Request: Can you reproduce, word for word, the stretch of the records below from their first line through the line containing "x=592, y=229"?

Records for this exercise:
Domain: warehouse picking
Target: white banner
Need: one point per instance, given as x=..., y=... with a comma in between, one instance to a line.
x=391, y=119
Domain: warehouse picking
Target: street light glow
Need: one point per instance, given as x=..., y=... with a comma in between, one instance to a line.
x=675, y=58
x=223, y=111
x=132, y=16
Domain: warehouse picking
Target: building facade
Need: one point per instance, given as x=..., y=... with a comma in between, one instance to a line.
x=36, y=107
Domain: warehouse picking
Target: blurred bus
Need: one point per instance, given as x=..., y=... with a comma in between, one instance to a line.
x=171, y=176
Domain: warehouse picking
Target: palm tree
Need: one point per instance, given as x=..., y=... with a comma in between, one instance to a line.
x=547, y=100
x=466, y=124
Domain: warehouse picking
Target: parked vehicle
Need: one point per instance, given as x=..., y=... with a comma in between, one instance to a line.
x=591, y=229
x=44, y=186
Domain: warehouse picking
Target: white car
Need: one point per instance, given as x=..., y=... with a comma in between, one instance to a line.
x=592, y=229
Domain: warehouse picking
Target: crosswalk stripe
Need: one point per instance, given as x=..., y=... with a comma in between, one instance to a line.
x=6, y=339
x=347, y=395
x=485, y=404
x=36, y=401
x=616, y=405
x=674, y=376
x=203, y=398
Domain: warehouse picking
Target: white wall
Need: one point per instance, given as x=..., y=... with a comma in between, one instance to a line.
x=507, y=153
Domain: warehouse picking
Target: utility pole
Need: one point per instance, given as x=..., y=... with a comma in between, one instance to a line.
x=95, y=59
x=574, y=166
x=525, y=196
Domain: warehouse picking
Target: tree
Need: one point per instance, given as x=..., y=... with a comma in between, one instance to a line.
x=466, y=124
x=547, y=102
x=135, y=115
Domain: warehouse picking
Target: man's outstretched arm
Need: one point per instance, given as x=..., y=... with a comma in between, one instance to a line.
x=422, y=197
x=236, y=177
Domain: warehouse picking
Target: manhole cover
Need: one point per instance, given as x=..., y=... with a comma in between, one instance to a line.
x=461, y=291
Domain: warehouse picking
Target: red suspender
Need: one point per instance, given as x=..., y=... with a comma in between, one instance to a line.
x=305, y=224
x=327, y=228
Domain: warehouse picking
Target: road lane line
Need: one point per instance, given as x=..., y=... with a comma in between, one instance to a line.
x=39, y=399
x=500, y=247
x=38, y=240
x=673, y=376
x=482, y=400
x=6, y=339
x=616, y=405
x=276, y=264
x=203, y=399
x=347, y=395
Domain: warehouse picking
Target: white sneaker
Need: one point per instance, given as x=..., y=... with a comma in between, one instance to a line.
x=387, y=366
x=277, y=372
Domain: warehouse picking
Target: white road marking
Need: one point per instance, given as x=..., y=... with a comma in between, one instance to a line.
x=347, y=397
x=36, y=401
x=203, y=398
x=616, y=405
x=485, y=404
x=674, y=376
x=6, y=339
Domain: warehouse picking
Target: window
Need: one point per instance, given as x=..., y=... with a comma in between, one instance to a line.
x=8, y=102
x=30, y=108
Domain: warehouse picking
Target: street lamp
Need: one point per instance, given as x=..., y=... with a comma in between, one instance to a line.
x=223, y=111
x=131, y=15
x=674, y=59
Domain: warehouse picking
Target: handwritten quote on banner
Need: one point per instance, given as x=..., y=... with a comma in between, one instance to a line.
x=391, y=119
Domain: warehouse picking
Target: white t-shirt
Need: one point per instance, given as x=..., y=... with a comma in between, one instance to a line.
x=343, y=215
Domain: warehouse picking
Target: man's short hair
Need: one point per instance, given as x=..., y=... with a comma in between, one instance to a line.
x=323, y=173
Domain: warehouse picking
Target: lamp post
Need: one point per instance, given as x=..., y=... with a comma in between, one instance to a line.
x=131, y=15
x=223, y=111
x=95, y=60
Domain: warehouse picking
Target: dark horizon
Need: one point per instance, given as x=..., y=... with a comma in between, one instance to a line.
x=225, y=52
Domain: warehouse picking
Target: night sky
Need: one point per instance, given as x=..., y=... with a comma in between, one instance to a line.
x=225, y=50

Output of the exercise:
Domain: warehouse picking
Target: white banner
Need: one point per instance, given as x=..., y=... with a comma in between, one instance to a line.
x=391, y=119
Domain: warehouse picking
Target: street light glow
Need: one point per instance, given as x=..., y=... with a comma in between, one instance to a line.
x=675, y=58
x=223, y=111
x=132, y=16
Domain: warehouse picking
Target: building facade
Need: one point per instance, given as x=..., y=... with a comma in between, one instance to a line.
x=36, y=107
Domain: warehouse picking
Target: blurred bus
Need: one point per instance, given as x=..., y=... with a comma in between, one instance to a line.
x=171, y=176
Domain: warehouse picking
Target: palm tree
Need: one point per instance, given as x=..., y=... with a comma in between, one instance to a line.
x=547, y=100
x=466, y=124
Domain: warehouse picking
Target: parked vehicle
Need: one point per instance, given as x=..., y=... with a comma in between, one instance to a line.
x=591, y=229
x=44, y=186
Domain: warehouse picking
Target: white car
Need: one point per instance, given as x=..., y=... with a comma in between, one instance to a line.
x=592, y=229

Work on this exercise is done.